Selected text:
★ ★ ★ ★ ★ ★ ★
I packed the camera and other tourist-y type items, that never even saw the light of day! At the end of each day I was so exhausted, there was no socializing in me :(
It was rather difficult the first day, some people were completing just the infection control portion of the course, expanding the class size from the expected 4 people, to 8! I kept to myself at lunch break, it was all a bit too much.
Once that day was over, the class dropped to a manageable 5 including myself, that felt better already. With the course being conducted on a very quiet part of the coast, there wasn't a great deal to do during breaks, but we all eventually ended up together and I was able to come out of myself a bit.
Not having studied for over half of my life, it wasn't easy trying to absorb information, times of over-stimulation messed with my head, a few times I retreated into a quiet corner to try to concentrate while everyone else was talking.
I found it quite difficult turning up every day...whether it as the anxiety, or just wanting to hang out with a girlfriend, I usually cannot do much of anything on many consecutive days. Since being home again, I've been able to retreat into myself, my own thoughts, get away from the outside world a bit.
But now I must also prepare for another 6 day trip...this time to Adelaide, leaving early Sunday morning.
Another city I've never visited, but I'm no as apprehensive about it as I was with the huge city of Sydney.
I'll be hanging out with another girlfriend, my old babysitter actually, quite a distance from the CBD. I'm arriving on a long weekend, so it will bring a great balance of time spent, with time alone when she is at work each day, with some couch surfing and meeting facebook friends along the way ;)
I hope to visit the Adelaide Zoo and the Adelaide Gaol as well.
Well, off to make my lists and let the anxiety/excitement build!
★ ★ ★ ★ ★ ★ ★
Region pointing data
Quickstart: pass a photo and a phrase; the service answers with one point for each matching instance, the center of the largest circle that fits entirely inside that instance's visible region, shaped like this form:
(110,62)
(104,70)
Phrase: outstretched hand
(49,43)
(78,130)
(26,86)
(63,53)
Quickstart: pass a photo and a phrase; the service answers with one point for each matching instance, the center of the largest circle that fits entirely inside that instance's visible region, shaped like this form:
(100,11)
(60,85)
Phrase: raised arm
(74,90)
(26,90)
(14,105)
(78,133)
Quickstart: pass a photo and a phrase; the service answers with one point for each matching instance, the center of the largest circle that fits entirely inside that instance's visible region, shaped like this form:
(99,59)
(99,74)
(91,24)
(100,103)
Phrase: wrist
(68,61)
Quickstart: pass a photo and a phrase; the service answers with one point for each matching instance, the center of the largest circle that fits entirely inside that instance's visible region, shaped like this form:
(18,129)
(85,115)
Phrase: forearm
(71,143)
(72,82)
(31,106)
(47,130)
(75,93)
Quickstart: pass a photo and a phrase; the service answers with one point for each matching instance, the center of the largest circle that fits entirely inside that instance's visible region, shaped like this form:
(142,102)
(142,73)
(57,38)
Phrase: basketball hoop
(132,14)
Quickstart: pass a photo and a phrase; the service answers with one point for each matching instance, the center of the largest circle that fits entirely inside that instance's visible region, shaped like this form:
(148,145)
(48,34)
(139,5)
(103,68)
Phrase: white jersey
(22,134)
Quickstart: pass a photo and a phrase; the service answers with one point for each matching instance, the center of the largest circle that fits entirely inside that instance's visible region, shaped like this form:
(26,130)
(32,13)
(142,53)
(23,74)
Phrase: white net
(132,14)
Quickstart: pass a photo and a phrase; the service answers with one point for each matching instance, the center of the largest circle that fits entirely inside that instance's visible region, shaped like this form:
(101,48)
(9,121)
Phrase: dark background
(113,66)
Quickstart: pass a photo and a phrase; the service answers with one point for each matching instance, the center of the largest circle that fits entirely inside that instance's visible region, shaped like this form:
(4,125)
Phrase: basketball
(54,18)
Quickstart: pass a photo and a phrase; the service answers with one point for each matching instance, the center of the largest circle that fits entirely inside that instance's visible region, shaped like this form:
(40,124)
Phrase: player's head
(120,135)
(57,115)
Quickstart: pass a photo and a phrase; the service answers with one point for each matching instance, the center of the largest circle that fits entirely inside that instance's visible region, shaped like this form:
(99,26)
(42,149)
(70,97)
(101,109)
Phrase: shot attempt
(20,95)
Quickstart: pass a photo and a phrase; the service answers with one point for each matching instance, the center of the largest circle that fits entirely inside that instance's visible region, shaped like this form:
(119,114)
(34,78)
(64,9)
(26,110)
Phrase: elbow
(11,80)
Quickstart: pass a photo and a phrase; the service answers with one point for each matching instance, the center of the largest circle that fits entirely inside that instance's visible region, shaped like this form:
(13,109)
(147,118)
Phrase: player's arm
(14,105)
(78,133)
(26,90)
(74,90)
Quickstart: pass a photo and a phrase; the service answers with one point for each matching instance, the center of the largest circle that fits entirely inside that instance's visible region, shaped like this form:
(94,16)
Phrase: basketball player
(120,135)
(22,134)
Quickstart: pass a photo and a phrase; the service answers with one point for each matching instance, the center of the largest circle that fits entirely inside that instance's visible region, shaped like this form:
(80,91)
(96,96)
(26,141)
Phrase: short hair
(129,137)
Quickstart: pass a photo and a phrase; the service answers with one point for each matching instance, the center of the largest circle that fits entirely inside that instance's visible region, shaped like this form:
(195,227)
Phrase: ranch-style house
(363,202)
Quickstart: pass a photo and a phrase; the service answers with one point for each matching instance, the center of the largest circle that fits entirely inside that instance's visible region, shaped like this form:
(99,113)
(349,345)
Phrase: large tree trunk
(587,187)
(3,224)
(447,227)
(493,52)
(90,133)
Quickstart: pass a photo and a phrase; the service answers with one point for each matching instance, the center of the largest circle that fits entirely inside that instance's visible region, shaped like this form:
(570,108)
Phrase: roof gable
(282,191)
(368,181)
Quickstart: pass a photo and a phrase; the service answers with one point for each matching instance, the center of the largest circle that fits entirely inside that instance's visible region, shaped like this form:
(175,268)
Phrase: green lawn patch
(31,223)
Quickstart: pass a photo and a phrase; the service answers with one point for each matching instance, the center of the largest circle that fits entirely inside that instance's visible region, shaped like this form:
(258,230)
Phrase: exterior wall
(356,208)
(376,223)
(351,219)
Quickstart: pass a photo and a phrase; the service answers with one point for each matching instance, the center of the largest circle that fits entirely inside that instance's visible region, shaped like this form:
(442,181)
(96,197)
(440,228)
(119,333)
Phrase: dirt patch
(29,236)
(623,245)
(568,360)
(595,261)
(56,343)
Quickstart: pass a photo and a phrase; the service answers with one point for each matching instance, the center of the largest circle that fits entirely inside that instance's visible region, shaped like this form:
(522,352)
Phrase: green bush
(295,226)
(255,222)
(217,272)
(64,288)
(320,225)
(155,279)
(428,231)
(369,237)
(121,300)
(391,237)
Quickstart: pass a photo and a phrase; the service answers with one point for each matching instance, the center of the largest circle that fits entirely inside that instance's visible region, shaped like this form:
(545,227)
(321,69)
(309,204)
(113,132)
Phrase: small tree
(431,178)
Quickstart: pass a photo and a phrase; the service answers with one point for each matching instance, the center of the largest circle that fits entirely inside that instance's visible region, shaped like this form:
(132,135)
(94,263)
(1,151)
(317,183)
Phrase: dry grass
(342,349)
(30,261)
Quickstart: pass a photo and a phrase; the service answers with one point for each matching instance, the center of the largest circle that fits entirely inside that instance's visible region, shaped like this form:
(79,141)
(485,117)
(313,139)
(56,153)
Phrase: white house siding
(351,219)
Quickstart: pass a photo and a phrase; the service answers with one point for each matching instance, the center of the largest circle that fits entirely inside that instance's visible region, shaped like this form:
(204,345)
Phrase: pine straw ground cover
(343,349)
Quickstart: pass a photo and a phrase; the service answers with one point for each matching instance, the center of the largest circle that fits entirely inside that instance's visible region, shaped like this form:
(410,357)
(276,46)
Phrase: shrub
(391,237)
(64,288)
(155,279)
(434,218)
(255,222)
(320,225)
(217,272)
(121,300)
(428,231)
★ ★ ★ ★ ★ ★ ★
Your instructions:
Answer these questions from the course and travel post:
1. How many people was the class originally expected to have?
2. How long is the upcoming trip to Adelaide?
3. Which two Adelaide attractions does the writer hope to visit?

Response box:
1. 4 people.
2. 6 days.
3. The Adelaide Zoo and the Adelaide Gaol.